▸ **INSTRUCTIONS FOR THE TASK**:
Count how many lines in the entries below contain the word "query", and reply with only the number.
BEGIN DATASET RECORDS
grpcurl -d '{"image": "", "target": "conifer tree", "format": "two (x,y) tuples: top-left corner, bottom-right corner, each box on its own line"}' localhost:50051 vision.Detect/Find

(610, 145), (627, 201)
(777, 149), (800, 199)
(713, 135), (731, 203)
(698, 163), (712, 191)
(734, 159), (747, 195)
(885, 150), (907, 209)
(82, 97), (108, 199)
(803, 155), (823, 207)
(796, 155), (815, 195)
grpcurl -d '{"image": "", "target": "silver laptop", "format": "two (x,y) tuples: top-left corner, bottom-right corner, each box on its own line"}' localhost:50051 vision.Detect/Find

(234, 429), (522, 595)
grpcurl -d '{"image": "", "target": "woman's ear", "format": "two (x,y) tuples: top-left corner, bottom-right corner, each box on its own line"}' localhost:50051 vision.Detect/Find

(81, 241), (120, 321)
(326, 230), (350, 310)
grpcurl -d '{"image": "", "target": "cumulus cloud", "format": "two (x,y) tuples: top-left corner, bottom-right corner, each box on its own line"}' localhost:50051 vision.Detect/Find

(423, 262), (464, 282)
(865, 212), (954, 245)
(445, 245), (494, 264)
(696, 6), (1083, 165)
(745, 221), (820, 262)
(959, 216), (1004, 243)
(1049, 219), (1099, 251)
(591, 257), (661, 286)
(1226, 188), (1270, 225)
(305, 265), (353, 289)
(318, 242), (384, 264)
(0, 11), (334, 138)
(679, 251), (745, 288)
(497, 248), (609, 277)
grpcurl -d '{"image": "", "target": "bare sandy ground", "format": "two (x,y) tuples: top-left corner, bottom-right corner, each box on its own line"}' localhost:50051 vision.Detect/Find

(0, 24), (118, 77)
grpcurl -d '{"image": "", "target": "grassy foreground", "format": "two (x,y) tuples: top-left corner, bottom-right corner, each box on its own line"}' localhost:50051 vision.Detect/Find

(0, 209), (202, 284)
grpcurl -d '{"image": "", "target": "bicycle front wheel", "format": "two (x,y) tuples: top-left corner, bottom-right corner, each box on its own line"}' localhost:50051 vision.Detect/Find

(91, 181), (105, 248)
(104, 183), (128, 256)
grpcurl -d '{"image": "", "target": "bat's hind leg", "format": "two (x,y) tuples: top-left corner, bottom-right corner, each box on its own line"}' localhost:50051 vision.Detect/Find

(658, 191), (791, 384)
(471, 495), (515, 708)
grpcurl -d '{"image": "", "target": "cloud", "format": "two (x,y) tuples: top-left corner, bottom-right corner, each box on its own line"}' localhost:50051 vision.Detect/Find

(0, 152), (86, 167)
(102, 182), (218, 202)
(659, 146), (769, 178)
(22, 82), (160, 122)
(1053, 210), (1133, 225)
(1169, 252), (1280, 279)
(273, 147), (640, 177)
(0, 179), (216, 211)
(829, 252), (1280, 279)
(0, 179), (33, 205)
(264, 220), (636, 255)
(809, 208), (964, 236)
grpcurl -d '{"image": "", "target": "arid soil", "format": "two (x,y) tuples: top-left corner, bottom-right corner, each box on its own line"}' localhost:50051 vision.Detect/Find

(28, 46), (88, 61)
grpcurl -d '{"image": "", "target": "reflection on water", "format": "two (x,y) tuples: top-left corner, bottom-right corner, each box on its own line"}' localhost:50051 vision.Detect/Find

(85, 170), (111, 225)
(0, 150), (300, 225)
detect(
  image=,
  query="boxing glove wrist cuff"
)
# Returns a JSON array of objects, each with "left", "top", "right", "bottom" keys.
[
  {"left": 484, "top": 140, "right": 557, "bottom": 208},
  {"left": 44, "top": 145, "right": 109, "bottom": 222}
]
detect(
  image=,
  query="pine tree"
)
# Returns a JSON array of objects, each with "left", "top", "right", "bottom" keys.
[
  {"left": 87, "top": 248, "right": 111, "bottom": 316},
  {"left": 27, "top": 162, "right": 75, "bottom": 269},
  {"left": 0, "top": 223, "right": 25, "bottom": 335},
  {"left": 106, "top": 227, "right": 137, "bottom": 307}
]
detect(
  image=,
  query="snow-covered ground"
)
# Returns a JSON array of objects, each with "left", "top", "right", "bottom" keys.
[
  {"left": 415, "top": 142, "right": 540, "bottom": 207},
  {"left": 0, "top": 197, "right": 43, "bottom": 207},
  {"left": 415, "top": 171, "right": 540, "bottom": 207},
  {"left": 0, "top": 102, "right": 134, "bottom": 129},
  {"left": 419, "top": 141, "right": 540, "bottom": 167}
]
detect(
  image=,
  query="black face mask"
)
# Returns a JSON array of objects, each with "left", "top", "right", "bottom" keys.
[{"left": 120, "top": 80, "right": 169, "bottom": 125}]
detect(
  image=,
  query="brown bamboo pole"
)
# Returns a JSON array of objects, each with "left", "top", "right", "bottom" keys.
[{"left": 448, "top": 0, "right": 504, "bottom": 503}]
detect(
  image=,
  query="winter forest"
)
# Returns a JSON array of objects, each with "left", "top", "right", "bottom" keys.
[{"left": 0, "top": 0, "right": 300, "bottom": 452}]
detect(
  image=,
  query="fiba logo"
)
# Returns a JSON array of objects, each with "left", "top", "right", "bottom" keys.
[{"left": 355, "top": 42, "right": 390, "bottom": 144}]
END DATASET RECORDS
▸ **RESULT FOR THIS EXERCISE**:
7